提示資料

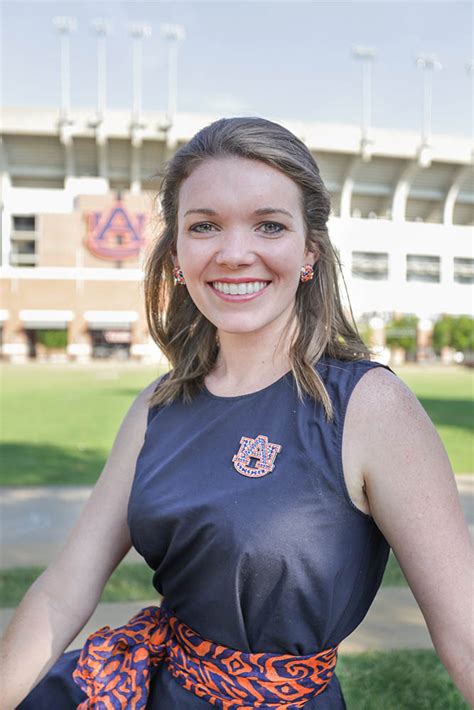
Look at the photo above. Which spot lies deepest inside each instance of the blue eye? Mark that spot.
(202, 227)
(271, 228)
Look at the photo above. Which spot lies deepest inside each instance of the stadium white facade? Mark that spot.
(402, 218)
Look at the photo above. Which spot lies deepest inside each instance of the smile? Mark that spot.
(239, 289)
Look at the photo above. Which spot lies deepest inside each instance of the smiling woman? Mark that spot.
(263, 479)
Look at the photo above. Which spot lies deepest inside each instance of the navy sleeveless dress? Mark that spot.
(280, 563)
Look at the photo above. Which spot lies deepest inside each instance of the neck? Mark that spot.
(249, 359)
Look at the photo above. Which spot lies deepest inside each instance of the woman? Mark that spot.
(266, 481)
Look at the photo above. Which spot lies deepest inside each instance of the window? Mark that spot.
(23, 240)
(370, 265)
(423, 268)
(463, 270)
(24, 222)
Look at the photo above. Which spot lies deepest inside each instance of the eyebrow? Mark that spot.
(259, 212)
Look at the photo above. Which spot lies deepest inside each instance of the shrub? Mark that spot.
(52, 339)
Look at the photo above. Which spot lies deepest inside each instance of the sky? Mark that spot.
(278, 59)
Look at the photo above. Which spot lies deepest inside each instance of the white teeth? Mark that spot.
(241, 289)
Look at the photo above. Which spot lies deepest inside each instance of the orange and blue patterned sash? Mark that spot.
(115, 665)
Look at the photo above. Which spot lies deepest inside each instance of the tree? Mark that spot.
(401, 333)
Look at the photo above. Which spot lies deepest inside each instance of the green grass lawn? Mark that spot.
(407, 680)
(397, 680)
(60, 421)
(131, 581)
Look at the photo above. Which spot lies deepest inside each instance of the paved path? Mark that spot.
(34, 522)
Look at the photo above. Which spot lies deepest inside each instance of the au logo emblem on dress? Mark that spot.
(260, 449)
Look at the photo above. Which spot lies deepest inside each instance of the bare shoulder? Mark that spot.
(381, 410)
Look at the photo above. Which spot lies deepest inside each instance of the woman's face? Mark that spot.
(241, 243)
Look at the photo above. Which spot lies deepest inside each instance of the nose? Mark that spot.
(235, 249)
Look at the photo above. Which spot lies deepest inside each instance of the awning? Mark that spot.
(110, 320)
(33, 319)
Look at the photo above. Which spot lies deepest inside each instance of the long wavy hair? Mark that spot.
(185, 336)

作業指示
上記の資料をすべて、一字一句違えずにそのまま書き写してください。ただし、画像は解答に含めないでください。

解答
Look at the photo above. Which spot lies deepest inside each instance of the blue eye? Mark that spot.
(202, 227)
(271, 228)
Look at the photo above. Which spot lies deepest inside each instance of the stadium white facade? Mark that spot.
(402, 218)
Look at the photo above. Which spot lies deepest inside each instance of the smile? Mark that spot.
(239, 289)
Look at the photo above. Which spot lies deepest inside each instance of the smiling woman? Mark that spot.
(263, 479)
Look at the photo above. Which spot lies deepest inside each instance of the navy sleeveless dress? Mark that spot.
(280, 563)
Look at the photo above. Which spot lies deepest inside each instance of the neck? Mark that spot.
(249, 359)
Look at the photo above. Which spot lies deepest inside each instance of the woman? Mark that spot.
(266, 481)
Look at the photo above. Which spot lies deepest inside each instance of the window? Mark that spot.
(23, 240)
(370, 265)
(423, 268)
(463, 270)
(24, 222)
Look at the photo above. Which spot lies deepest inside each instance of the eyebrow? Mark that spot.
(259, 212)
Look at the photo above. Which spot lies deepest inside each instance of the shrub? Mark that spot.
(52, 339)
Look at the photo above. Which spot lies deepest inside each instance of the sky? Mark that spot.
(278, 59)
Look at the photo above. Which spot lies deepest inside each instance of the white teeth? Mark that spot.
(241, 289)
Look at the photo above. Which spot lies deepest inside each instance of the orange and blue patterned sash? Mark that spot.
(115, 665)
Look at the photo above. Which spot lies deepest inside each instance of the tree? Mark that spot.
(401, 333)
Look at the photo above. Which spot lies deepest inside each instance of the green grass lawn? Mark that spot.
(407, 680)
(397, 680)
(60, 421)
(131, 581)
Look at the photo above. Which spot lies deepest inside each instance of the paved path? Mark that spot.
(34, 522)
Look at the photo above. Which spot lies deepest inside each instance of the au logo emblem on dress? Mark that spot.
(260, 449)
Look at the photo above. Which spot lies deepest inside each instance of the bare shoulder? Mark that spot.
(381, 410)
Look at the photo above. Which spot lies deepest inside each instance of the woman's face? Mark that spot.
(241, 243)
Look at the photo above. Which spot lies deepest inside each instance of the nose? Mark that spot.
(235, 249)
Look at the photo above. Which spot lies deepest inside each instance of the awning? Mark that spot.
(110, 320)
(33, 319)
Look at the photo above. Which spot lies deepest inside each instance of the long wavy hair? Mark that spot.
(185, 336)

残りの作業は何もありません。